Reproduce all of the data below line for line, without changing a single word or character.

----- DATA SECTION

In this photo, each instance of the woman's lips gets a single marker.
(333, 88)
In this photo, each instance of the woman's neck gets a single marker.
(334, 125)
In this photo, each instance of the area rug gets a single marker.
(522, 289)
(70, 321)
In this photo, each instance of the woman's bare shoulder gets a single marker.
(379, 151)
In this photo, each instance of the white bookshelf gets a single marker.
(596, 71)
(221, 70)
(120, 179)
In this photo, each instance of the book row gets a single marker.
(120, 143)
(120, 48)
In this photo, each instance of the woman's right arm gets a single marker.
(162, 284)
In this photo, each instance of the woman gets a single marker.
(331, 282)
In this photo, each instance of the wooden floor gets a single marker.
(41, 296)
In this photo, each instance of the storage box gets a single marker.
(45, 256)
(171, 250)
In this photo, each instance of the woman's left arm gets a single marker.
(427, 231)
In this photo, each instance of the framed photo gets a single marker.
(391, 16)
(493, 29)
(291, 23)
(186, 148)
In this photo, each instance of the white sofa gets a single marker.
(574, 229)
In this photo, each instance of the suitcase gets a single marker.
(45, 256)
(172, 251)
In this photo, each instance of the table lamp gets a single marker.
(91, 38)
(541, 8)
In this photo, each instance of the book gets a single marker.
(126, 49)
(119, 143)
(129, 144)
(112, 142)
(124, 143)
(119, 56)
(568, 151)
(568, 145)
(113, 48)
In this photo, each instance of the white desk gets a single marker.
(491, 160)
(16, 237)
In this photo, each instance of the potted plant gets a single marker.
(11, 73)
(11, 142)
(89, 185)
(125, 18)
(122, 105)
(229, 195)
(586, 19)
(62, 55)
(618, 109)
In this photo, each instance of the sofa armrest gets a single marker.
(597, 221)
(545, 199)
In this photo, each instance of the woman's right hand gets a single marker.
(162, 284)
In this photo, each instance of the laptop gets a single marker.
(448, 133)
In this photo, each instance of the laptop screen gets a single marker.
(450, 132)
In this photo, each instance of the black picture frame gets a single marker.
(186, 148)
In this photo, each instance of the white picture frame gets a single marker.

----------

● COMPLETED TASK:
In this photo, each instance of the woman's lips gets a single marker.
(333, 88)
In this photo, each instance of the woman's neck gets a single marker.
(334, 125)
In this photo, each instance of the area rug gets a single marker.
(522, 289)
(70, 321)
In this photo, each instance of the woman's bare shoulder gets a single marker.
(379, 151)
In this photo, each instance of the white bookshelf gets a single marker.
(596, 71)
(221, 70)
(120, 179)
In this photo, each instance of the book row gets a single marker.
(120, 143)
(120, 48)
In this photo, each instance of the woman's right arm gets a single marker.
(162, 284)
In this photo, each instance of the woman gets a single marker.
(331, 282)
In this photo, each instance of the wooden floor gets a single marker.
(41, 296)
In this photo, each instance of the storage box gets a single marker.
(45, 256)
(171, 250)
In this photo, each instance of the woman's left arm gets a single marker.
(427, 231)
In this photo, each instance of the framed photo gets a single marker.
(391, 16)
(493, 29)
(291, 23)
(186, 148)
In this photo, each instance of the white sofa gets a single marker.
(574, 229)
In this photo, each instance of the suitcase gets a single marker.
(45, 256)
(172, 251)
In this photo, each instance of the table lamp gets a single marker.
(91, 38)
(541, 8)
In this photo, each instance of the book gets a single marker.
(126, 49)
(119, 143)
(129, 144)
(112, 142)
(124, 143)
(119, 56)
(568, 151)
(568, 145)
(113, 48)
In this photo, each instance of the white desk gets a single marker.
(491, 160)
(16, 237)
In this photo, each instance of the potted plant gets a single marker.
(11, 73)
(11, 142)
(89, 185)
(125, 18)
(122, 105)
(229, 195)
(586, 19)
(62, 55)
(618, 109)
In this photo, each instance of the sofa armrest gets a single marker.
(597, 221)
(545, 199)
In this photo, each instance of the woman's right hand gets a single marker.
(162, 284)
In this photo, each instance of the laptop gets a single marker.
(448, 133)
In this photo, each instance of the laptop screen gets a single marker.
(450, 132)
In this photo, each instance of the black picture frame gets a single marker.
(186, 148)
In this photo, each instance of the white picture frame gets a single marker.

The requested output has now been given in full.